- **Records for the task**
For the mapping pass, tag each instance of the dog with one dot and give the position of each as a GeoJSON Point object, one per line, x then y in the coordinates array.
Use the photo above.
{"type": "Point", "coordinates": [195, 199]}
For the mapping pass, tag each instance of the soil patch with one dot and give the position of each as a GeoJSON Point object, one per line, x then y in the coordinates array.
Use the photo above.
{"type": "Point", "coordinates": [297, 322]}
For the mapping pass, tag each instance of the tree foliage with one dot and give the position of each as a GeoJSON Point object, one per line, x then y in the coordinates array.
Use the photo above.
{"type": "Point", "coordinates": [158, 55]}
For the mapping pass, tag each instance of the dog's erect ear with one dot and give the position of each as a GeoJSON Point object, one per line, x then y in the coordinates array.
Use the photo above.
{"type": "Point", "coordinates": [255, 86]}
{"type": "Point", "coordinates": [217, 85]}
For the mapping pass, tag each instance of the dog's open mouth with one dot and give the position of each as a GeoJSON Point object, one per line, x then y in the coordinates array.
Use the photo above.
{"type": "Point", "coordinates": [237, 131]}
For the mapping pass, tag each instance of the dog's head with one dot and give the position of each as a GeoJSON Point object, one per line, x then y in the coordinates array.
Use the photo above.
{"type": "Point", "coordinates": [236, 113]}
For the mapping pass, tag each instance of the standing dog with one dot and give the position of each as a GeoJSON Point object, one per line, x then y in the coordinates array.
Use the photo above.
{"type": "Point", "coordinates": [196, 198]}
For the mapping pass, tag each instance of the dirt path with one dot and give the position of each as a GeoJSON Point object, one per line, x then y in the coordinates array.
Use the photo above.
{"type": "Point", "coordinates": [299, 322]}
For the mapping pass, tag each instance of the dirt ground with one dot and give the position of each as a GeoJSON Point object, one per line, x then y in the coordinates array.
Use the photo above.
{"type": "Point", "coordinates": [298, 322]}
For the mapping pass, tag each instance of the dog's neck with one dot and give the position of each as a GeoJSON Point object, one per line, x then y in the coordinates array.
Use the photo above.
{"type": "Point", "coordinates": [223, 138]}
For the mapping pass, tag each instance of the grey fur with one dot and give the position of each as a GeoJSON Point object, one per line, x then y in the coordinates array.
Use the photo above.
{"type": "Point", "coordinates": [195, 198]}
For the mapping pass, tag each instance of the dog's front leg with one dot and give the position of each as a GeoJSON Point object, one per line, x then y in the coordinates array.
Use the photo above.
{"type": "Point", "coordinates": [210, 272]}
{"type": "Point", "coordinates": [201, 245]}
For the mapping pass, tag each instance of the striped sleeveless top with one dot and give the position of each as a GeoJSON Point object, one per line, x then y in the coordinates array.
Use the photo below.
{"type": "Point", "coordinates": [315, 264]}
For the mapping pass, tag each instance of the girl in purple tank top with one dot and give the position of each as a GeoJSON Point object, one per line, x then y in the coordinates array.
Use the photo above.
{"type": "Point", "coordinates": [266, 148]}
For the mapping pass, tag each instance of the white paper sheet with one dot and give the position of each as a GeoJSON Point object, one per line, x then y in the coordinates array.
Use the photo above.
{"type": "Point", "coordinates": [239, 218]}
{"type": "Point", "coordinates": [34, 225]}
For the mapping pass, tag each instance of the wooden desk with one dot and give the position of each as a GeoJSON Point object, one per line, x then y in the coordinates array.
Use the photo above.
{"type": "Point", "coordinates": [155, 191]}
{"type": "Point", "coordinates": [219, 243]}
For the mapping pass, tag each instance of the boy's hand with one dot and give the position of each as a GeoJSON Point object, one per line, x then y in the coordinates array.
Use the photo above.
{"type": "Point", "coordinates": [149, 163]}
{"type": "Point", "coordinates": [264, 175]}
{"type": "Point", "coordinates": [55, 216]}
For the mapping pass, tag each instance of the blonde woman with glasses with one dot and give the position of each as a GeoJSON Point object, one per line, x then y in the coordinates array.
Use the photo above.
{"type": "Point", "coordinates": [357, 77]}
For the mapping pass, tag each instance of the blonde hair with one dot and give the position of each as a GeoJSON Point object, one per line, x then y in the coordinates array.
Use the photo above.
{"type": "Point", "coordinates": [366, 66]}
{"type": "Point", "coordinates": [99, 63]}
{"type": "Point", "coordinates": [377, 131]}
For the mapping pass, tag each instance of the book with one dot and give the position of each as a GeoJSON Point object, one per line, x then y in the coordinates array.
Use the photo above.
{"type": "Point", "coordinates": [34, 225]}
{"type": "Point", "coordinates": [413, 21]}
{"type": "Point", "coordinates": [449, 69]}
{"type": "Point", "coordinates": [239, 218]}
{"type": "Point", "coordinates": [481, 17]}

- **Task to complete**
Repeat the listing above exactly, keeping every word as it stands.

- **Reply to the task**
For the mapping pass, tag each instance of the dog with one dot and give the position of each as a GeoJSON Point object, one per line, x then y in the coordinates array.
Use the photo above.
{"type": "Point", "coordinates": [195, 199]}
For the mapping pass, tag each instance of the soil patch with one dot and give the position of each as a GeoJSON Point object, one per line, x then y in the coordinates array.
Use the photo above.
{"type": "Point", "coordinates": [297, 322]}
For the mapping pass, tag each instance of the tree foliage with one dot and give the position of each as a GeoJSON Point object, one per line, x then y in the coordinates array.
Use the photo above.
{"type": "Point", "coordinates": [158, 55]}
For the mapping pass, tag each instance of the dog's erect ear with one dot and give the position of each as a GeoJSON Point object, one per line, x then y in the coordinates array.
Use the photo above.
{"type": "Point", "coordinates": [255, 86]}
{"type": "Point", "coordinates": [217, 85]}
For the mapping pass, tag each instance of the dog's open mouth with one dot and give the position of each as a GeoJSON Point object, one per line, x then y in the coordinates array.
Use the photo above.
{"type": "Point", "coordinates": [237, 131]}
For the mapping pass, tag each instance of the dog's head with one dot and give the position of each as a GeoJSON Point object, one per line, x then y in the coordinates array.
Use the photo above.
{"type": "Point", "coordinates": [236, 113]}
For the mapping pass, tag each instance of the standing dog with one dot and give the position of each as a GeoJSON Point object, one per line, x then y in the coordinates array.
Use the photo above.
{"type": "Point", "coordinates": [196, 198]}
For the mapping pass, tag each instance of the dirt path with one dot and give the position of each as a GeoJSON Point object, one per line, x then y in the coordinates array.
Use the photo above.
{"type": "Point", "coordinates": [299, 322]}
For the mapping pass, tag each instance of the dirt ground with one dot and give the position of each as a GeoJSON Point object, one per line, x then y in the coordinates array.
Use the photo above.
{"type": "Point", "coordinates": [298, 322]}
For the mapping pass, tag each instance of the dog's neck with one dot and give the position of each as a GeoJSON Point object, one per line, x then y in the coordinates array.
Use the photo above.
{"type": "Point", "coordinates": [223, 138]}
For the mapping pass, tag each instance of the grey fur with one dot and give the position of each as a GeoJSON Point object, one per line, x then y in the coordinates array.
Use the photo above.
{"type": "Point", "coordinates": [195, 198]}
For the mapping pass, tag each instance of the dog's front leg with one dot and give the position of each as a GeoJSON Point object, one per line, x then y in the coordinates array.
Use the photo above.
{"type": "Point", "coordinates": [210, 272]}
{"type": "Point", "coordinates": [201, 245]}
For the mapping pass, tag each instance of the striped sleeveless top with one dot and give the position of each as a GeoJSON Point object, one per line, x then y in the coordinates array.
Use the photo below.
{"type": "Point", "coordinates": [315, 264]}
For the mapping pass, tag each instance of the girl in purple tank top with one dot and give the position of each as a GeoJSON Point object, one per line, x then y in the coordinates array.
Use the photo above.
{"type": "Point", "coordinates": [266, 148]}
For the mapping pass, tag each instance of the white paper sheet with one dot and give the position of each as a GeoJSON Point object, one per line, x then y in the coordinates array.
Use the photo above.
{"type": "Point", "coordinates": [239, 218]}
{"type": "Point", "coordinates": [34, 225]}
For the mapping pass, tag each instance of the wooden desk with one dot and give the position of each as a GeoJSON Point object, one per line, x then y in the coordinates array.
Use the photo above.
{"type": "Point", "coordinates": [155, 191]}
{"type": "Point", "coordinates": [219, 243]}
For the mapping pass, tag each instance of the boy's hand with one dot and give the position of each as a GeoJSON Point object, one per line, x then y in the coordinates array.
Use the photo above.
{"type": "Point", "coordinates": [149, 163]}
{"type": "Point", "coordinates": [264, 175]}
{"type": "Point", "coordinates": [55, 216]}
For the mapping pass, tag each instance of the blonde woman with glasses with one dot and give the position of each as a GeoJSON Point object, one per line, x then y in the coordinates array.
Use the photo above.
{"type": "Point", "coordinates": [357, 77]}
For the mapping pass, tag each instance of the blonde hair with one dot and give the position of each as a GeoJSON Point object, one per line, x then y in the coordinates array.
Use the photo above.
{"type": "Point", "coordinates": [366, 66]}
{"type": "Point", "coordinates": [99, 63]}
{"type": "Point", "coordinates": [377, 131]}
For the mapping pass, tag each instance of the book with one dot and give the position of each as a GeoJSON Point object, one per line, x then y in the coordinates array.
Use the photo above.
{"type": "Point", "coordinates": [34, 225]}
{"type": "Point", "coordinates": [413, 21]}
{"type": "Point", "coordinates": [449, 69]}
{"type": "Point", "coordinates": [239, 218]}
{"type": "Point", "coordinates": [481, 17]}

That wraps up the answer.